▶ Written problem:
Print, please, the line that contains "Mark a point on each instance of the mandolin bridge" and each line after it to the end of the entries, unchanged and with nothing else.
++++++++++++++++++++
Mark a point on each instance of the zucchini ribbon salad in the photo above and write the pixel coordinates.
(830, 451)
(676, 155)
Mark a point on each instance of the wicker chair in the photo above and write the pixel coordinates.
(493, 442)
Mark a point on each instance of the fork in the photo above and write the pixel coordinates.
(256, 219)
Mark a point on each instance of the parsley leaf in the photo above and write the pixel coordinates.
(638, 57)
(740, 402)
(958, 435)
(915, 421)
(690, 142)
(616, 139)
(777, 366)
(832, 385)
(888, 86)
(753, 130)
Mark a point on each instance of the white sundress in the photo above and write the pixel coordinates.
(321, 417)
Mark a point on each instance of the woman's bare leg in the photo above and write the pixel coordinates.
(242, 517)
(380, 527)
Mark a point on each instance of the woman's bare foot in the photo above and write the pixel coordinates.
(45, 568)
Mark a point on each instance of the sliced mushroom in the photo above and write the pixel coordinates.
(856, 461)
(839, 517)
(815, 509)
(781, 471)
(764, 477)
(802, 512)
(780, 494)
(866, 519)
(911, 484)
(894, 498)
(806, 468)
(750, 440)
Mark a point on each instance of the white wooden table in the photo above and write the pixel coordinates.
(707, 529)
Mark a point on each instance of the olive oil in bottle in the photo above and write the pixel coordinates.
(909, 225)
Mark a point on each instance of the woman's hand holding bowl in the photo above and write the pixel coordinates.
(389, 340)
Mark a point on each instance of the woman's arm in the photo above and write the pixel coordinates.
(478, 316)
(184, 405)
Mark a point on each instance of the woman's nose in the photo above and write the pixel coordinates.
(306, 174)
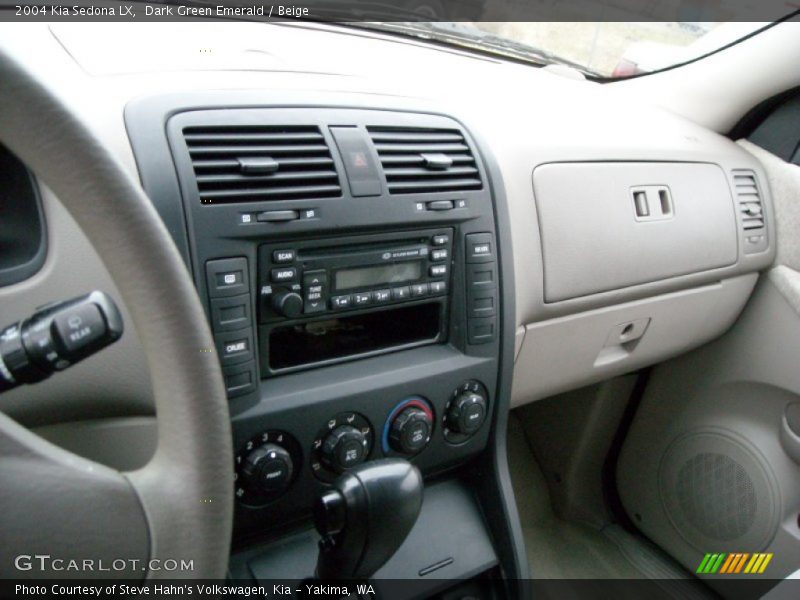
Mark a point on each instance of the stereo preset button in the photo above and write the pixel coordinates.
(401, 293)
(362, 298)
(284, 275)
(340, 302)
(438, 287)
(283, 256)
(381, 295)
(438, 270)
(419, 289)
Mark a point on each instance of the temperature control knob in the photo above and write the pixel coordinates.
(288, 304)
(344, 448)
(268, 468)
(410, 430)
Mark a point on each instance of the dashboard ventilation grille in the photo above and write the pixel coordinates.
(417, 160)
(255, 163)
(749, 199)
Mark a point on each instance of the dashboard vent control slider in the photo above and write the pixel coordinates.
(419, 160)
(252, 163)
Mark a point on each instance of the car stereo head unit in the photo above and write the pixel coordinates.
(327, 300)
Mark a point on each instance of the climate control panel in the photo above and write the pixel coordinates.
(427, 431)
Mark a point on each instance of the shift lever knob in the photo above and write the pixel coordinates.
(365, 517)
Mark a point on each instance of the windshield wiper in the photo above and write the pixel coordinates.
(456, 34)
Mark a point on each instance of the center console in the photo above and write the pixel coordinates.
(354, 267)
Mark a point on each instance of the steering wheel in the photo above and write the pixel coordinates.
(179, 507)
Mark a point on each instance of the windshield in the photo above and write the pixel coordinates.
(600, 49)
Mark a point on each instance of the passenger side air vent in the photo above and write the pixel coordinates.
(254, 163)
(417, 160)
(749, 199)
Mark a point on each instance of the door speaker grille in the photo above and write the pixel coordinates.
(719, 492)
(717, 496)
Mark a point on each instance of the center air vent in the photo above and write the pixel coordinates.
(419, 160)
(255, 163)
(749, 199)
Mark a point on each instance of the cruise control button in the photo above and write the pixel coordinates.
(283, 275)
(362, 298)
(235, 347)
(340, 302)
(419, 289)
(381, 295)
(438, 287)
(438, 270)
(283, 256)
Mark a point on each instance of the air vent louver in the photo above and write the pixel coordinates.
(749, 199)
(417, 160)
(254, 163)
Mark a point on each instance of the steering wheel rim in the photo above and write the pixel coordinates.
(180, 505)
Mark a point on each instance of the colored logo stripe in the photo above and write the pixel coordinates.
(733, 563)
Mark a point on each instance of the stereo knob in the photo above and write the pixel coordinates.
(344, 448)
(288, 304)
(268, 468)
(467, 413)
(410, 431)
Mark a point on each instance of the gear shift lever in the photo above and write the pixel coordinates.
(365, 517)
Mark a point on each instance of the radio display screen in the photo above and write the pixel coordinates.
(363, 277)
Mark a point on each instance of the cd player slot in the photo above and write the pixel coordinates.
(350, 336)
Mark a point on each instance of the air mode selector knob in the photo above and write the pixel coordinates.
(344, 448)
(467, 413)
(268, 468)
(288, 304)
(410, 430)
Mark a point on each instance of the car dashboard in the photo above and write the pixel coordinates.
(394, 243)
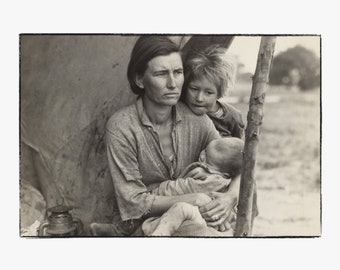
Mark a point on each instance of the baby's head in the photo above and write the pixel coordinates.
(224, 155)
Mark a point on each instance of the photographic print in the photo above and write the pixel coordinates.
(125, 135)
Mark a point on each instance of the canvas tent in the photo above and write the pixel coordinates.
(69, 86)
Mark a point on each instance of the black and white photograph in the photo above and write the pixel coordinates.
(170, 135)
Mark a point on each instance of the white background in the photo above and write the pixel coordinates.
(239, 17)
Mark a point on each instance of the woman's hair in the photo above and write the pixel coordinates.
(145, 49)
(213, 63)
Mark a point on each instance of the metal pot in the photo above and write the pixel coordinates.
(60, 223)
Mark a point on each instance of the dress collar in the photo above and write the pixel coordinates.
(144, 118)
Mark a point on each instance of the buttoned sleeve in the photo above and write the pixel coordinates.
(133, 198)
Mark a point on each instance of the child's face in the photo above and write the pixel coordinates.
(201, 96)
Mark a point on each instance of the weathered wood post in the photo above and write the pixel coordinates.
(254, 121)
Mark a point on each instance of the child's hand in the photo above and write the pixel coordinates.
(225, 226)
(198, 173)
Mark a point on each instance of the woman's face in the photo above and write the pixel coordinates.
(163, 79)
(201, 95)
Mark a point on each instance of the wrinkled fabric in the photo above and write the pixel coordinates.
(135, 156)
(216, 181)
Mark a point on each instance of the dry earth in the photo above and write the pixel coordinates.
(288, 162)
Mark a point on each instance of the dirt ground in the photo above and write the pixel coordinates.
(288, 162)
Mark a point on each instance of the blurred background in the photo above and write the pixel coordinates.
(288, 159)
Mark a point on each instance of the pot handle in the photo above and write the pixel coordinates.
(41, 229)
(79, 225)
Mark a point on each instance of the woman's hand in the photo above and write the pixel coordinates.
(217, 210)
(201, 199)
(198, 173)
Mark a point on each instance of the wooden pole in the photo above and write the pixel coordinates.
(254, 121)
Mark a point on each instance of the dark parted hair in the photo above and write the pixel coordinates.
(145, 49)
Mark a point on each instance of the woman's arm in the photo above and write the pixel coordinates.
(163, 203)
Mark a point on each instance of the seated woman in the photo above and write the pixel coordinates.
(219, 169)
(154, 139)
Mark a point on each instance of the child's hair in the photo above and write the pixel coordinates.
(226, 154)
(215, 63)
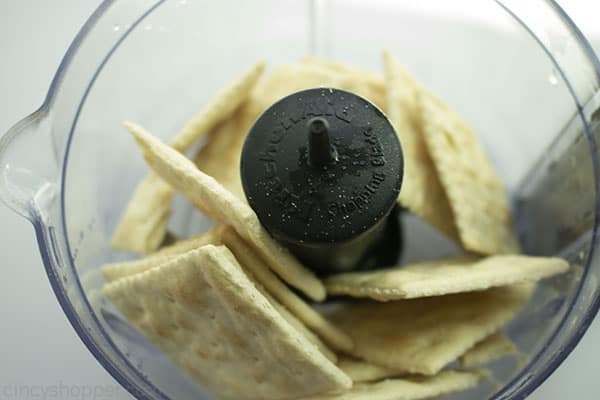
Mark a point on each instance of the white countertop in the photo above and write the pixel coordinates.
(40, 353)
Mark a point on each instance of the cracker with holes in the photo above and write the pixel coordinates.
(489, 349)
(409, 388)
(424, 335)
(244, 339)
(143, 226)
(117, 270)
(253, 263)
(477, 196)
(363, 371)
(422, 192)
(222, 206)
(447, 276)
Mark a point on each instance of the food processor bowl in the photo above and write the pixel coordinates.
(520, 72)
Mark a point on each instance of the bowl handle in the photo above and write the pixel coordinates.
(27, 164)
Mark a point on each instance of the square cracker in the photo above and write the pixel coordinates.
(205, 314)
(143, 225)
(222, 206)
(423, 335)
(477, 196)
(409, 388)
(363, 371)
(489, 349)
(251, 262)
(440, 277)
(422, 192)
(114, 271)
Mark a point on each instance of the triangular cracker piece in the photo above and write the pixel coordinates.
(363, 371)
(489, 349)
(144, 222)
(205, 314)
(114, 271)
(409, 388)
(422, 192)
(143, 225)
(250, 261)
(295, 322)
(222, 206)
(477, 196)
(423, 335)
(440, 277)
(223, 104)
(219, 157)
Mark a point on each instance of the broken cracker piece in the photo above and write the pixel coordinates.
(422, 192)
(477, 196)
(295, 322)
(222, 206)
(424, 335)
(409, 388)
(218, 109)
(114, 271)
(204, 313)
(489, 349)
(144, 223)
(440, 277)
(363, 83)
(250, 261)
(363, 371)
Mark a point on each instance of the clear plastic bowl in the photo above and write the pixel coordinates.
(520, 72)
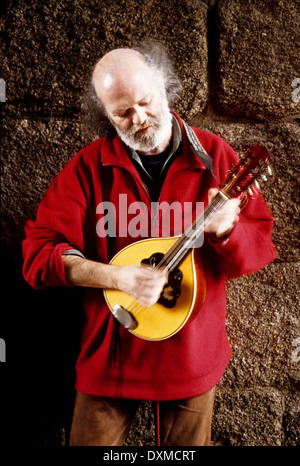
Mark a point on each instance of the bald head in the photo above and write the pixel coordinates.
(119, 71)
(134, 98)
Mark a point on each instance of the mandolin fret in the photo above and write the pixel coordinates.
(183, 245)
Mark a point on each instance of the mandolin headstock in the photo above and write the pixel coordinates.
(254, 163)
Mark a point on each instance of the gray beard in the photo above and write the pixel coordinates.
(149, 141)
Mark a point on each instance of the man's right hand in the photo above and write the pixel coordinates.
(143, 283)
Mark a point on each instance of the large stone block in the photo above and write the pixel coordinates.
(248, 418)
(257, 58)
(280, 191)
(263, 327)
(34, 153)
(51, 47)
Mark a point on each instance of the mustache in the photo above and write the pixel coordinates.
(149, 122)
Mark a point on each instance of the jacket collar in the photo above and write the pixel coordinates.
(114, 153)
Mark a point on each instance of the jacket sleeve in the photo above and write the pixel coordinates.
(60, 225)
(249, 246)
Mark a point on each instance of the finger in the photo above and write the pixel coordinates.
(212, 192)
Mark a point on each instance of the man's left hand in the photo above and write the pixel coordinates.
(225, 218)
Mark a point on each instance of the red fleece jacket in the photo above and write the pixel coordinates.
(193, 360)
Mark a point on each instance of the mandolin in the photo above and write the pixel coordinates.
(184, 294)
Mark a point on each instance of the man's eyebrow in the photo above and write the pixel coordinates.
(124, 109)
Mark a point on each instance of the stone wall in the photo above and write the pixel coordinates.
(238, 61)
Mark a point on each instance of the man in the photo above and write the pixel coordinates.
(147, 156)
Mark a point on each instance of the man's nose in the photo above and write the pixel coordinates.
(139, 116)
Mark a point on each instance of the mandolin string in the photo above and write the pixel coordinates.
(175, 249)
(135, 307)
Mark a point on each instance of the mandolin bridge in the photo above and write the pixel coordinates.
(172, 289)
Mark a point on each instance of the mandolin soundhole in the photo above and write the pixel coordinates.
(172, 289)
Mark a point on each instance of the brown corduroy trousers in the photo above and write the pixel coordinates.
(99, 421)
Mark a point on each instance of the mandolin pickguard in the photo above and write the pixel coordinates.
(179, 296)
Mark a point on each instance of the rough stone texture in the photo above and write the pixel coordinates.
++++++++++++++++++++
▶ Correct result:
Mark a point on each instance of the mandolin bridge in the photo above and write the pixel coordinates.
(172, 289)
Mark a point on each instance of the mandolin soundhole in the photo above and write the pixel coordinates.
(172, 289)
Mark a point on each instance of the brown corduroy trousers in the photo above and write the pixel coordinates.
(99, 421)
Mark a point on each instance of the mandolin pickguard in the photo above and write the pixel coordinates.
(179, 296)
Mark a point on each instance of the rough stone texture in the photo above and write the pixel coordinates.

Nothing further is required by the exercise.